-- DATA TO USE follows --

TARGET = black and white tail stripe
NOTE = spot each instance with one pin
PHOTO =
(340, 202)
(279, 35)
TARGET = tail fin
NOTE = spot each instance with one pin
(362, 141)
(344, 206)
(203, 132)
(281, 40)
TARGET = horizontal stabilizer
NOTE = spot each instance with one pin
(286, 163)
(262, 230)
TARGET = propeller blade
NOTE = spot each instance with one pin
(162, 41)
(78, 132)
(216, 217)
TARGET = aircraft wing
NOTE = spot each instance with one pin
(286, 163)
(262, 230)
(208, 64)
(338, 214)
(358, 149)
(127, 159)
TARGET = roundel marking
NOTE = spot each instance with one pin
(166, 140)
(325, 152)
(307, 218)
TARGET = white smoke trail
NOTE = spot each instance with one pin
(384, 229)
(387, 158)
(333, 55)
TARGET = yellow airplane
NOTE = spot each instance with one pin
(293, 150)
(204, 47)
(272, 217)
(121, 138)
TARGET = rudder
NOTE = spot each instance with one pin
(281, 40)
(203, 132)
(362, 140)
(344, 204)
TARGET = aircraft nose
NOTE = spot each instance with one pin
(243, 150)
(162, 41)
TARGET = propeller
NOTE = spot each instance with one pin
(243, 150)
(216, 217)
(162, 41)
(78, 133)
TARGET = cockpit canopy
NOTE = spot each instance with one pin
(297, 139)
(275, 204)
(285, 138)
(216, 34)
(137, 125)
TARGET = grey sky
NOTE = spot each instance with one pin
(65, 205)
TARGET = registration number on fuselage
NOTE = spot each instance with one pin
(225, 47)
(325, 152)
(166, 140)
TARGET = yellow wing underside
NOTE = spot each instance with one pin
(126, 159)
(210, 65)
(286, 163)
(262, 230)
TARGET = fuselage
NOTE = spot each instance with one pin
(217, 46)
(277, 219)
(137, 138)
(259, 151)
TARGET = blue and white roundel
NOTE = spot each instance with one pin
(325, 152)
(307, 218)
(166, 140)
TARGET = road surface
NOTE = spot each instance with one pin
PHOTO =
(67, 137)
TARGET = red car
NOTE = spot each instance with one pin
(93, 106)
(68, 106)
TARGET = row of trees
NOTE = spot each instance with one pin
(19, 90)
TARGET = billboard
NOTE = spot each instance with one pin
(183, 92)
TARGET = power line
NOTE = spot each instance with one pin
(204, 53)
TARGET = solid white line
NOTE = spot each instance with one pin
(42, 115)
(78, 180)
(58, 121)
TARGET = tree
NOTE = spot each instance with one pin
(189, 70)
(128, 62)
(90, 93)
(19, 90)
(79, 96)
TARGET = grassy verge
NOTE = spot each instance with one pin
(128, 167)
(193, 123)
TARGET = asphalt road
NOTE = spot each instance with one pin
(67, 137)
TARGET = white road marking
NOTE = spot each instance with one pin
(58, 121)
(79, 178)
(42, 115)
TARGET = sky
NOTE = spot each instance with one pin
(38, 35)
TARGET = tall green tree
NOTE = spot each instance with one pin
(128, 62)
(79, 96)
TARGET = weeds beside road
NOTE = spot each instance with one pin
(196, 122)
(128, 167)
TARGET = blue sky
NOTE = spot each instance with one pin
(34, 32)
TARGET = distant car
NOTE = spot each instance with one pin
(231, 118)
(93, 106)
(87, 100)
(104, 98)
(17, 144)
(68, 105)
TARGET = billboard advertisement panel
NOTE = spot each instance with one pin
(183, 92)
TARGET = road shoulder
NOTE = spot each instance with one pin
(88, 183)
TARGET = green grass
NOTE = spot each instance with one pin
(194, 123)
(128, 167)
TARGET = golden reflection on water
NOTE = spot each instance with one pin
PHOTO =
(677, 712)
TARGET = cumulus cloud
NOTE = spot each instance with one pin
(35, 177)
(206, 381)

-- DATA TO USE concluded --

◆ THE PROBLEM:
Exactly how many lines in the listing above contain the word "roundel"? Only the number should be given.

◆ SOLUTION TO THIS PROBLEM:
2